(Stored data)
···

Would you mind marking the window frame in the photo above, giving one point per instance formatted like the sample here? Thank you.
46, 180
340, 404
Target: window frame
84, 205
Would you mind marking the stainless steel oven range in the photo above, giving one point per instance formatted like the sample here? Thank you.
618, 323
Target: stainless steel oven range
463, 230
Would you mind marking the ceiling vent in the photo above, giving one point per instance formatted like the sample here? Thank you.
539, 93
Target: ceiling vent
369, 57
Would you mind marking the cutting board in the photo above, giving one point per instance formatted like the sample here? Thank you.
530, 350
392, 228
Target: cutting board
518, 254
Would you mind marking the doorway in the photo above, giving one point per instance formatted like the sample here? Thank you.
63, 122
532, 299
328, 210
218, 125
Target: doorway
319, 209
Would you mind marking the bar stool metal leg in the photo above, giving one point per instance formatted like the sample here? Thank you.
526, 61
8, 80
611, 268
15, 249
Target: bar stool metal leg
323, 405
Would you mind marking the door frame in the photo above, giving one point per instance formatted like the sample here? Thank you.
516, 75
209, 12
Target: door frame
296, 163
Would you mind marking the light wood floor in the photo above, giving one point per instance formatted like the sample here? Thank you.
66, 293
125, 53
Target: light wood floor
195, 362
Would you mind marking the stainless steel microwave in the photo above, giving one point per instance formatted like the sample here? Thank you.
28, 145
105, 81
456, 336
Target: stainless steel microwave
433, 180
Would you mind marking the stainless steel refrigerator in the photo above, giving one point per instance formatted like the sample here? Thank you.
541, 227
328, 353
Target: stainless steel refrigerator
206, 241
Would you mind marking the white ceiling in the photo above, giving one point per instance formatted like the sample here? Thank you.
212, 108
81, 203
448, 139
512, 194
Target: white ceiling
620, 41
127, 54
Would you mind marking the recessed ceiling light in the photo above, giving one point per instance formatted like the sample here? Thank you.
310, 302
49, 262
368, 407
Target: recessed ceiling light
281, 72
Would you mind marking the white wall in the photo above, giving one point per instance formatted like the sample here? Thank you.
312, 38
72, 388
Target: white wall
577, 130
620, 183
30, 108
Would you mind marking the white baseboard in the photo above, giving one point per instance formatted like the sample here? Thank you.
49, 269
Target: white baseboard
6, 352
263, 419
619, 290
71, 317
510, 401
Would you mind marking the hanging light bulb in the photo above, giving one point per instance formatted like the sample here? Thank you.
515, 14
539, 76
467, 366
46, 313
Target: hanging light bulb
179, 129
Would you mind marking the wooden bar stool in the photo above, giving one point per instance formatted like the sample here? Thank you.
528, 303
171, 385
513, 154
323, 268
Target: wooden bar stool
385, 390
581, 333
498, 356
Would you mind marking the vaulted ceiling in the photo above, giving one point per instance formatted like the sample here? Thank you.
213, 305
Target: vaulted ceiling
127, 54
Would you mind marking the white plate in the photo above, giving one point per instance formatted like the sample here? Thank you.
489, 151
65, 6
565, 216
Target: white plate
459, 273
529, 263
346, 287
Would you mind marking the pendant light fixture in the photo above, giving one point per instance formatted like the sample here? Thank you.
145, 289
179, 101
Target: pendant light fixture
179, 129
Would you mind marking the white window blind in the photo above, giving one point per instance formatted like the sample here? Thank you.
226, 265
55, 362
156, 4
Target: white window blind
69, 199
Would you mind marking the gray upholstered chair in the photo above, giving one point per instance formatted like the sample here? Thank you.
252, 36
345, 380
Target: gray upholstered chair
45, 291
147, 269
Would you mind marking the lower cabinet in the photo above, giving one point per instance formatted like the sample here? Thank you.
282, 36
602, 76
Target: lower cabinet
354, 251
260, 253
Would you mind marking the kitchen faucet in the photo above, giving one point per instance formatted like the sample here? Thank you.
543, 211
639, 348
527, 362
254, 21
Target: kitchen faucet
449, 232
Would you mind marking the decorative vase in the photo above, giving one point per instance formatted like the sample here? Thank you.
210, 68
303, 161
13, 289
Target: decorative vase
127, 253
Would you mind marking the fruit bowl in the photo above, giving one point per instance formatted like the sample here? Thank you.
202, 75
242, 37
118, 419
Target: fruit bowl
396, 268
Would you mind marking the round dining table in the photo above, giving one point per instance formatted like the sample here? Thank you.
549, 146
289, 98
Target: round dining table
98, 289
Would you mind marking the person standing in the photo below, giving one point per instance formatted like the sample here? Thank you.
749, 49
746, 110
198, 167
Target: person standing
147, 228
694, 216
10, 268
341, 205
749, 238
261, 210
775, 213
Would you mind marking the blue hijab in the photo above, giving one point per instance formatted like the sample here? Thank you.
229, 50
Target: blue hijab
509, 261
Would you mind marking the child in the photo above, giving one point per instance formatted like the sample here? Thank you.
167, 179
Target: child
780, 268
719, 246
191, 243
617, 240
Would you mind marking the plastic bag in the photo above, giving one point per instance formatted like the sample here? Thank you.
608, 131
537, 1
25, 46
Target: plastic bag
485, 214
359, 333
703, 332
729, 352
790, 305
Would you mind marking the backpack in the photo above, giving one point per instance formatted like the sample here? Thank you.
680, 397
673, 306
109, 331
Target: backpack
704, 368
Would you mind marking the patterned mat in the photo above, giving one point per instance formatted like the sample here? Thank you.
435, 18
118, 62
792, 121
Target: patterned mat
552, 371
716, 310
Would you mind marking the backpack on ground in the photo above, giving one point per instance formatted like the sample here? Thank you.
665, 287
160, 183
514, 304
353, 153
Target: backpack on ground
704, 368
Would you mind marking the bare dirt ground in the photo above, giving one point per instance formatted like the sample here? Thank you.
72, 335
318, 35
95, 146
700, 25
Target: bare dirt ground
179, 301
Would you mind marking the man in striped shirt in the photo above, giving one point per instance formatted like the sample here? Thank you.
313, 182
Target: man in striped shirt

···

Problem details:
Print every one of the records above, reproducing each line without any change.

The output:
Would you mind marking the window frame in the photo above, giving one point per instance formatted like the sample here? Thank you.
46, 180
340, 404
Target: window frame
84, 205
Would you mind marking the stainless steel oven range in the photo above, giving one point per instance formatted like the sample here? Thank you.
618, 323
Target: stainless steel oven range
463, 230
Would you mind marking the ceiling vent in the photo above, giving one point per instance formatted like the sample here? Thank you.
539, 93
Target: ceiling vent
369, 57
Would you mind marking the cutting board in the photo above, giving one point per instance formatted like the sample here? Thank you.
530, 350
392, 228
Target: cutting board
518, 254
Would you mind marking the doorway in the photo above, giving one point per instance formatted like the sample here? Thank you.
63, 122
532, 299
328, 210
218, 125
Target: doorway
319, 209
Would you mind marking the bar stool metal leg in the photo above, giving one point per instance formatted like the sample here? Thank you.
526, 61
8, 80
611, 268
15, 249
Target: bar stool metal leg
323, 405
Would you mind marking the door frame in the photo above, giving one point per instance formatted like the sample here? Thank you.
516, 75
209, 12
Target: door frame
296, 163
Would you mind marking the light wood floor in the photo above, giving one point per instance formatted like the sample here? Thank you.
66, 293
125, 53
Target: light wood floor
195, 362
Would you mind marking the stainless steel microwave in the photo above, giving one point per instance formatted like the sample here? Thank you.
28, 145
105, 81
456, 336
Target: stainless steel microwave
433, 180
Would you mind marking the stainless steel refrigerator in the photo above, giving one point per instance formatted like the sample here? Thank you.
541, 227
328, 353
Target: stainless steel refrigerator
206, 241
Would you mind marking the white ceiling in the photo above, giving one point per instance formatted like the sample here? Thank you.
212, 108
81, 203
448, 139
512, 194
Target: white ceiling
620, 41
127, 54
Would you mind marking the recessed ceiling light in the photo above, giving one point per instance formatted like the sample here? Thank you.
310, 302
49, 262
368, 407
Target: recessed ceiling light
281, 72
Would you mind marking the white wall in the photo above, giving one point per instance formatted like the sample here? Thank you.
312, 38
72, 388
Target: white wall
577, 130
620, 183
30, 108
Would you mind marking the white baseboard in the photo above, giving one point per instance formatted like the sample here? Thank you.
49, 269
Target: white baseboard
6, 352
263, 419
619, 290
71, 317
510, 401
Would you mind marking the hanging light bulb in the photo above, giving one point per instance formatted like the sample here? Thank you.
515, 14
539, 76
467, 366
46, 313
Target: hanging light bulb
179, 129
Would you mind marking the wooden bar stool in the photo above, giving one point per instance formatted like the sample here? Thank you.
528, 303
171, 385
513, 154
323, 268
Target: wooden bar stool
385, 390
581, 333
498, 356
Would you mind marking the vaulted ceiling in the photo above, giving one point per instance formatted like the sample here? Thank you.
213, 305
Target: vaulted ceiling
127, 54
Would you mind marking the white plate in the photo above, giving one point per instance formatted like the sample here? Thank you.
489, 151
65, 6
565, 216
Target: white plate
459, 273
529, 263
346, 287
Would you mind marking the pendant light fixture in the photo above, giving one point per instance formatted like the sample here? Thank you.
145, 289
179, 101
Target: pendant light fixture
179, 129
Would you mind marking the white window blind in the photo above, giving one point per instance formatted like the sample here? Thank you.
226, 265
55, 362
156, 4
Target: white window blind
69, 199
Would you mind marking the gray upholstered chair in the photo above, giving one point per instance formatted like the sample here? Thank you.
252, 36
345, 380
Target: gray upholstered chair
45, 291
147, 269
Would you mind marking the lower cabinet in the photo above, giving one point per instance formatted like the sample here? Thank you.
282, 36
602, 76
Target: lower cabinet
354, 251
260, 253
Would you mind marking the kitchen faucet in the photo above, giving one point per instance formatted like the sample here? Thank you.
543, 211
639, 348
527, 362
254, 21
Target: kitchen faucet
449, 232
Would you mind marking the decorative vase in the photo above, giving one point per instance formatted like the sample here? Thank you.
210, 68
303, 161
13, 289
Target: decorative vase
127, 253
Would you mind marking the fruit bowl in the photo above, giving one point per instance formatted like the sample here? Thank you.
202, 75
242, 37
118, 419
Target: fruit bowl
396, 268
Would you mind marking the round dining table in the photo above, giving one point per instance formatted like the sample here? Thank you.
549, 146
289, 98
Target: round dining table
98, 289
Would you mind marking the person standing in the photo below, giving one point per instance formatted like the sample here? Thank you.
749, 49
746, 110
198, 167
Target: person standing
147, 228
694, 216
10, 268
341, 205
749, 238
261, 210
775, 213
Would you mind marking the blue hijab in the photo above, giving one point per instance formatted like the sample here? Thank you.
229, 50
Target: blue hijab
509, 261
Would you mind marking the child in the photo above, giving one point per instance formatted like the sample here? Thank you.
167, 179
Target: child
780, 268
719, 246
191, 243
617, 240
Would you mind marking the plastic bag in the photo above, giving one point per instance formatted like the sample here? Thank you.
608, 131
537, 1
25, 46
Target: plastic bag
485, 214
359, 333
703, 332
729, 352
790, 305
Would you mind marking the backpack in the photo above, giving one point per instance formatted like the sample here? Thank you.
680, 397
673, 306
109, 331
Target: backpack
704, 368
Would you mind marking the patterned mat in the photo above, giving one point per instance formatted like the sample here? Thank you.
435, 18
118, 62
792, 121
Target: patterned mat
552, 371
716, 310
Would you mind marking the backpack on ground in the photo above, giving one point per instance formatted like the sample here? Thank you.
665, 287
160, 183
514, 304
353, 153
Target: backpack on ground
704, 368
Would you mind marking the bare dirt ground in the photo above, giving one point per instance formatted like the sample here? Thank you.
72, 335
318, 35
95, 146
700, 25
Target: bare dirt ground
179, 301
Would you mind marking the man in striped shirt in the photo above, giving one point per instance formatted like the sample here? Thank you.
313, 182
Target: man in striped shirt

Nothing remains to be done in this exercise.